> About this task
Would you return each record that follows word for word, without its pictures?

> Data items

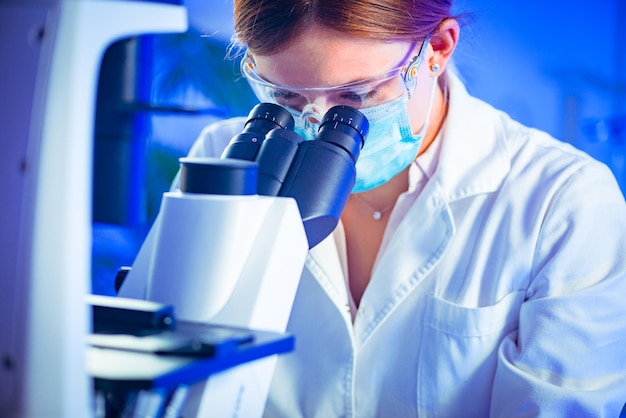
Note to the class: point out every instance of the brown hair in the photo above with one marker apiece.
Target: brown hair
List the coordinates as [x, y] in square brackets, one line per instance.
[268, 26]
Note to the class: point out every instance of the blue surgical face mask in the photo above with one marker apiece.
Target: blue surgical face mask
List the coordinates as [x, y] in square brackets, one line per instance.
[390, 146]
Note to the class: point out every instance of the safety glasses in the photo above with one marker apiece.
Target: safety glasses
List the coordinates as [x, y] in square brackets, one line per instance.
[369, 92]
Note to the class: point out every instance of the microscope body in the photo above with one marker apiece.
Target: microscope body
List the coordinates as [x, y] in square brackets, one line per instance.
[222, 253]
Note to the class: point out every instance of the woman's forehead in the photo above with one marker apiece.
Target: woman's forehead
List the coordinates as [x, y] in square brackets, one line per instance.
[321, 57]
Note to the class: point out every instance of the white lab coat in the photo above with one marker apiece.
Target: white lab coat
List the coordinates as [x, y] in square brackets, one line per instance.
[501, 293]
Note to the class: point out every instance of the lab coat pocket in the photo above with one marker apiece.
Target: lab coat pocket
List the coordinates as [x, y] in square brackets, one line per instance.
[458, 357]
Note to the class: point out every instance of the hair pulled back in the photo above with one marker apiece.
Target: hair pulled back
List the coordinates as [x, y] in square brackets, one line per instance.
[268, 26]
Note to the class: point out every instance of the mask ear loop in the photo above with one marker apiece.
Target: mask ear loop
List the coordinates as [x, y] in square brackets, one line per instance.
[409, 74]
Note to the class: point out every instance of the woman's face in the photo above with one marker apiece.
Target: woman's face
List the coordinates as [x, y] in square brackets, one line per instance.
[321, 57]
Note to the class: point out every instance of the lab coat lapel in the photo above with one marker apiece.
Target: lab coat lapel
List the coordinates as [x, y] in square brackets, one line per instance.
[323, 263]
[415, 248]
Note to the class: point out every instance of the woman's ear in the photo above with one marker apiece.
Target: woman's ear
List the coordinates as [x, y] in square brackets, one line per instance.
[444, 42]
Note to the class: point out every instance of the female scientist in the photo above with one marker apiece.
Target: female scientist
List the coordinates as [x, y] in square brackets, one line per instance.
[479, 268]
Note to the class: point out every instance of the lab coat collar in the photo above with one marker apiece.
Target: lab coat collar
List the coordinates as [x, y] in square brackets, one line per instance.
[472, 160]
[473, 157]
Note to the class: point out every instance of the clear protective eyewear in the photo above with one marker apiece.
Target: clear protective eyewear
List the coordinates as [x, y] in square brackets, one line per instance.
[361, 94]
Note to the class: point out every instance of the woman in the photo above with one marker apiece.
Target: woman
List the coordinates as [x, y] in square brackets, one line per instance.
[478, 269]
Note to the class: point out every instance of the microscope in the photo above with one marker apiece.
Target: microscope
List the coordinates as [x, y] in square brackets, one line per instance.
[229, 246]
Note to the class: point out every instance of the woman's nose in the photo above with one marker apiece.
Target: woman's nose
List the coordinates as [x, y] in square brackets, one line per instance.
[313, 112]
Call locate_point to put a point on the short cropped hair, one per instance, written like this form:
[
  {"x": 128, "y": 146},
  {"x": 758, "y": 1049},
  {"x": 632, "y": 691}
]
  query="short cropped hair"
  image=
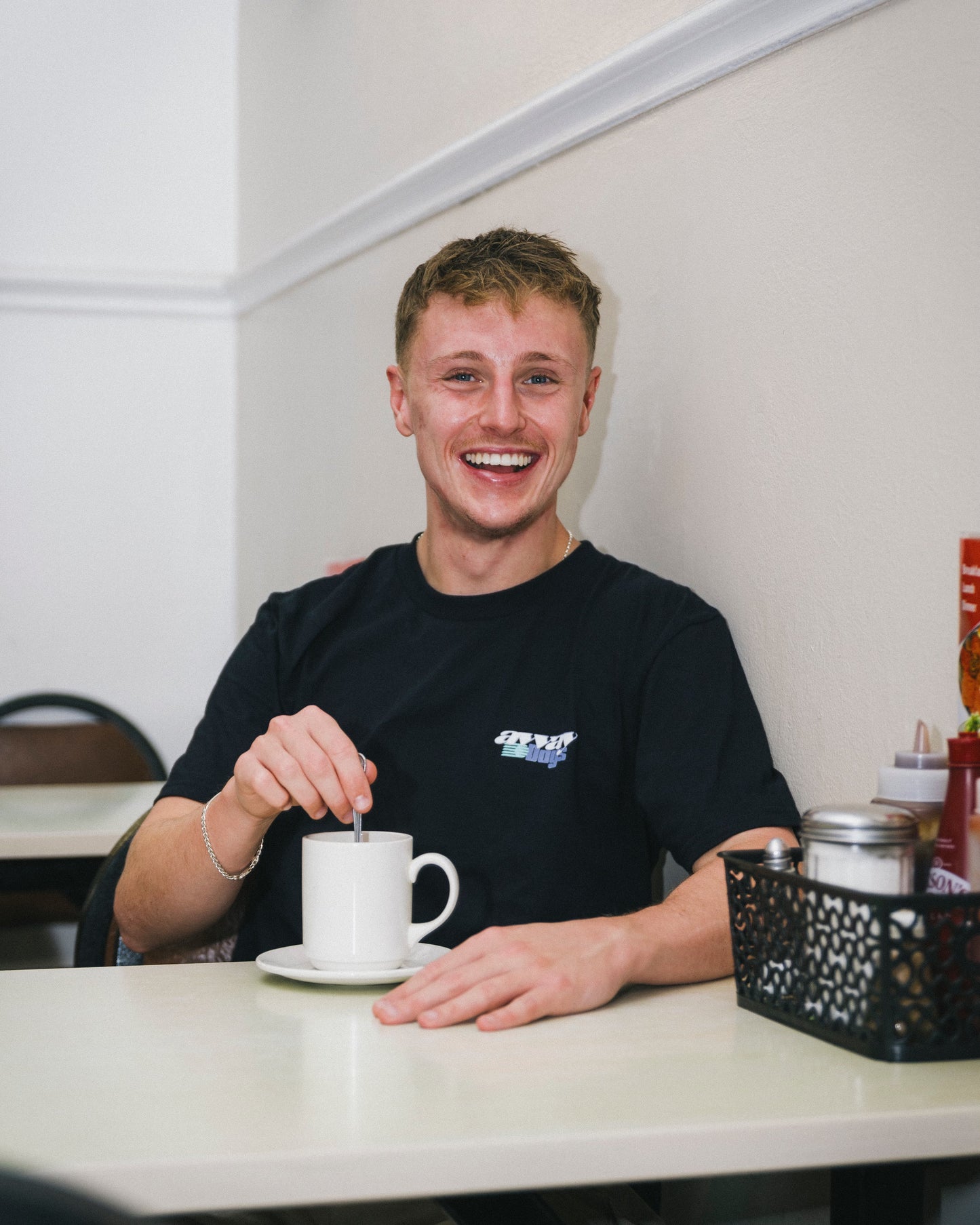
[{"x": 505, "y": 264}]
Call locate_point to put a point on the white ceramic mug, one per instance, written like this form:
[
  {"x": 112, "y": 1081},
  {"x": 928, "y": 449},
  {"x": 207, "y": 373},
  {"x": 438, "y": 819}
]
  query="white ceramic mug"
[{"x": 357, "y": 899}]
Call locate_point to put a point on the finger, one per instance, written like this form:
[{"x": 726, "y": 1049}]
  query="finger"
[
  {"x": 252, "y": 778},
  {"x": 340, "y": 747},
  {"x": 469, "y": 951},
  {"x": 288, "y": 773},
  {"x": 531, "y": 1006},
  {"x": 448, "y": 986},
  {"x": 486, "y": 996},
  {"x": 316, "y": 766}
]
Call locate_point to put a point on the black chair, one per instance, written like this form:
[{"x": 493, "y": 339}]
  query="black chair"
[
  {"x": 31, "y": 1202},
  {"x": 104, "y": 749}
]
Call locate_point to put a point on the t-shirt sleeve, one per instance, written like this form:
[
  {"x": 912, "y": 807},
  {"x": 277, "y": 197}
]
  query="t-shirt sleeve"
[
  {"x": 244, "y": 699},
  {"x": 705, "y": 772}
]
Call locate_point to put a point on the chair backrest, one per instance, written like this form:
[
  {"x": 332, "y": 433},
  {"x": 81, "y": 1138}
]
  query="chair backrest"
[{"x": 108, "y": 750}]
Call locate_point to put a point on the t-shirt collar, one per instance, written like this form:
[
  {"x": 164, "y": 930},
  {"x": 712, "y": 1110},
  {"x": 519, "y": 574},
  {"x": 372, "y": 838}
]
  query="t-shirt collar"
[{"x": 494, "y": 604}]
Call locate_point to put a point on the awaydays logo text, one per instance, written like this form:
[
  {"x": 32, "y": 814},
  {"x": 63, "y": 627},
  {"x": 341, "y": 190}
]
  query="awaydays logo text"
[{"x": 536, "y": 746}]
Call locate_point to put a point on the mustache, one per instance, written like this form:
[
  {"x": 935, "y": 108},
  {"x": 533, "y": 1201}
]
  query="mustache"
[{"x": 495, "y": 444}]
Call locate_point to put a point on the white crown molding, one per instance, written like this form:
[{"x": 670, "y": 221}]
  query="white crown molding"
[
  {"x": 113, "y": 296},
  {"x": 688, "y": 53},
  {"x": 701, "y": 47}
]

> Expected output
Note to the class: point out every instance of the brown hair in the photo above with one marker apiece.
Target: brown hair
List the coordinates as [x, y] in square brackets, one line per instance.
[268, 26]
Note to the class: point out every instance of the blue surgical face mask in the photo above with one marker apiece.
Target: blue surgical face mask
List the coordinates as [x, y] in square brackets, one line per instance.
[390, 146]
Note to the class: point out every instance of the safety glasses in the photo above with one marker apiece.
Target: safety glasses
List the coordinates as [x, y] in square brackets, one line per instance.
[369, 92]
Note to the class: point out every instance of the microscope body in the photo above with one marker apiece.
Target: microscope body
List the coordinates as [x, y] in square brackets, one line per instance.
[222, 253]
Note to the class: point out every instance of the woman's forehead in the photo above with one marker apiece.
Target: woman's forehead
List the coordinates as [x, y] in square brackets, one line per instance.
[321, 57]
Note to the class: point out every instance of the white lab coat in the photo above with one marker apiece.
Target: white lab coat
List the coordinates as [x, y] in square brackets, one line per instance.
[501, 293]
Note to the class: point out every instance of the lab coat pocket in the photo above with one marker apiece.
Target: lab coat pocket
List the coordinates as [x, y] in square brackets, one line per instance.
[458, 357]
Note to the class: point out every instance of the hair pulled back in the photo above with one marker apiece.
Target: hair pulled back
List the coordinates as [x, y] in square brackets, one line per instance.
[268, 26]
Note to the class: point out every instance of the mask ear loop in the photo above with one marker apiece.
Target: mask ear loop
List the coordinates as [x, y] in square brackets, one line per instance.
[409, 74]
Note to the class: point out every instance of the woman's face in the photo above with one marker apiece.
Target: woman's face
List the coordinates as [x, y] in square brackets, one line per instance.
[321, 57]
Note to the class: point out every instance of the lab coat lapel in the photo above with one marker apiece.
Target: lab coat lapel
List the coordinates as [x, y] in square brackets, one line per instance.
[323, 263]
[415, 248]
Note to the class: point out every instance of the woman's ear in the photo above with one marker apiece.
Target: woman's ear
List the coordinates as [x, y] in square brackets, one line per instance.
[444, 42]
Note to the class: point out every instance of the female scientist in the photo above with one marker apiece.
Target: female scientist
List the coordinates as [x, y] in square brackets, one line per instance.
[479, 268]
Note to the class: point out every instance of the lab coat collar in the photo above with one marker apiece.
Target: lab coat collar
List the coordinates as [x, y] in square brackets, one line per instance.
[472, 160]
[473, 157]
Note to the class: point out every instance of the clear protective eyewear in the photo above with one marker apiece.
Target: clear protective eyewear
List the coordinates as [x, y] in square brackets, one line per instance.
[361, 94]
Note to the class: point out every instance of the woman in the photo above with one marker apiece.
Target: woman
List the coordinates as [x, y] in square brackets, one line per instance.
[478, 269]
Note to the class: point out every instance of the microscope in the photo above with one marker apiece.
Target: microscope
List the coordinates as [x, y] in square brackets, one line per instance.
[229, 246]
Note to the class: point out every instance of the woman's nose in the photo above with one marker apiece.
Target: woman's nose
List the coordinates as [x, y] in square brackets, one line per instance.
[313, 112]
Call locate_point to put a point on the short cropped hair, one per instance, written like this form:
[
  {"x": 128, "y": 146},
  {"x": 758, "y": 1049},
  {"x": 632, "y": 691}
]
  query="short cropped hair"
  image=
[{"x": 505, "y": 264}]
Call locate_point to put a point on the white ceramic mug, one per instance, written like this form:
[
  {"x": 112, "y": 1081},
  {"x": 928, "y": 449},
  {"x": 207, "y": 373},
  {"x": 438, "y": 819}
]
  query="white ceramic mug"
[{"x": 357, "y": 899}]
Call locate_point to put a point on the finger, one per instance, written like this form:
[{"x": 726, "y": 1049}]
  query="finger"
[
  {"x": 252, "y": 778},
  {"x": 340, "y": 747},
  {"x": 469, "y": 951},
  {"x": 288, "y": 773},
  {"x": 531, "y": 1006},
  {"x": 448, "y": 986},
  {"x": 486, "y": 996},
  {"x": 316, "y": 766}
]
Call locate_point to put a point on the black chair, one per instance, written like this form:
[{"x": 493, "y": 339}]
  query="black chair"
[
  {"x": 31, "y": 1202},
  {"x": 104, "y": 749}
]
Call locate_point to put a point on the t-shirt sleeve, one per instance, written like this form:
[
  {"x": 912, "y": 807},
  {"x": 277, "y": 197}
]
  query="t-shirt sleeve"
[
  {"x": 244, "y": 699},
  {"x": 705, "y": 772}
]
Call locate_point to put a point on the chair backrest, one per instance, written like this form:
[
  {"x": 332, "y": 433},
  {"x": 81, "y": 1138}
]
  query="chair backrest"
[{"x": 108, "y": 750}]
Call locate_point to put a point on the t-shirt collar, one per instance, written like this form:
[
  {"x": 164, "y": 930},
  {"x": 712, "y": 1110},
  {"x": 519, "y": 574},
  {"x": 372, "y": 838}
]
  query="t-shirt collar"
[{"x": 494, "y": 604}]
Call locate_point to put a point on the awaydays logo text, one per instance, written like this form:
[
  {"x": 32, "y": 814},
  {"x": 63, "y": 627},
  {"x": 341, "y": 190}
]
  query="awaydays logo text"
[{"x": 536, "y": 746}]
Call locate_point to put a point on the mustache, one per instance, written like this form:
[
  {"x": 935, "y": 108},
  {"x": 533, "y": 1201}
]
  query="mustache"
[{"x": 495, "y": 444}]
Call locate_point to put a point on the white crown molding, one per instance, written like this form:
[{"x": 670, "y": 221}]
  query="white crown molding"
[
  {"x": 113, "y": 296},
  {"x": 688, "y": 53},
  {"x": 701, "y": 47}
]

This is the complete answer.